— Material provided —
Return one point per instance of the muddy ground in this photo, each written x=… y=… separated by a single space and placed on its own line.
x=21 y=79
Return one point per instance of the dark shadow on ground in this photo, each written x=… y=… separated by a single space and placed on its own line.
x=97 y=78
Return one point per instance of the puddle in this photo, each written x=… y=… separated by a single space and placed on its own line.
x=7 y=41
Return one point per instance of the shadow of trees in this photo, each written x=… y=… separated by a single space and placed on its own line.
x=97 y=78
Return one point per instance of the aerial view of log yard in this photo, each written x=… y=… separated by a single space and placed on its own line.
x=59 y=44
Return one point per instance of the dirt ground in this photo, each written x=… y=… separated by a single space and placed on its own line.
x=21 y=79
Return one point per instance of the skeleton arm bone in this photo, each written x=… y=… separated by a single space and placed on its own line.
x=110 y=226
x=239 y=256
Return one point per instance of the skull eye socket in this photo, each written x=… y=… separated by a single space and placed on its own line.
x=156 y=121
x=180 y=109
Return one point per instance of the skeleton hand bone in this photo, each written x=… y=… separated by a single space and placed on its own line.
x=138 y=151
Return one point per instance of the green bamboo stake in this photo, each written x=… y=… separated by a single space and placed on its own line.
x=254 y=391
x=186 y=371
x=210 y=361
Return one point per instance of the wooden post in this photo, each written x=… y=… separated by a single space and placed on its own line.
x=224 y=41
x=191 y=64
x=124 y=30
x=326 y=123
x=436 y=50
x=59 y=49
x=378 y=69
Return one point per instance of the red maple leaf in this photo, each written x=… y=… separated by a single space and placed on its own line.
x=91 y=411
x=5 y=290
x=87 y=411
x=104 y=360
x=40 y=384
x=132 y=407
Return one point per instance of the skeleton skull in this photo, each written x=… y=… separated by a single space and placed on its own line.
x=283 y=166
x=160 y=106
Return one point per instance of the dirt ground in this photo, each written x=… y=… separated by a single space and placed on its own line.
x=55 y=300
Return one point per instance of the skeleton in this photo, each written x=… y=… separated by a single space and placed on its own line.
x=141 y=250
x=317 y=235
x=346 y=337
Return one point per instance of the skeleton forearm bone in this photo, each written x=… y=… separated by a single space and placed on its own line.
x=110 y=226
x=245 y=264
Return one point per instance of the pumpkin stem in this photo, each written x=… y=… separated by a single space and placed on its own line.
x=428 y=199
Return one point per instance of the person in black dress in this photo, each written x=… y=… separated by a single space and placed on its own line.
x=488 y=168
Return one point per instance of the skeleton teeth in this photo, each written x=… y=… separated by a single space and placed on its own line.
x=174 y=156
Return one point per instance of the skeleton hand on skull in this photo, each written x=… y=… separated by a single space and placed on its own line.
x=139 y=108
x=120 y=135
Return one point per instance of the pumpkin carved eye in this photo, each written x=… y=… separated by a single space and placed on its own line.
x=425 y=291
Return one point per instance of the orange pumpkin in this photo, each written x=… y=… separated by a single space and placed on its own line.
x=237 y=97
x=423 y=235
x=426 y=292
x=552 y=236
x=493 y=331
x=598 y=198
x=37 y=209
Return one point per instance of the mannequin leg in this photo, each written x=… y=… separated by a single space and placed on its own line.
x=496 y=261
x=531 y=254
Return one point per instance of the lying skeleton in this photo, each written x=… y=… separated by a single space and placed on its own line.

— Problem description —
Rewrite the lines from the one containing "Return one point per instance of the skeleton skull" through the one containing "x=160 y=106", inclusive, with "skeleton skull" changed to "human skull" and nothing else altered.

— Answer to this problem —
Return one point per instance of the human skull in this photo, each written x=… y=… separated by a single space and placed on its own line.
x=283 y=166
x=160 y=106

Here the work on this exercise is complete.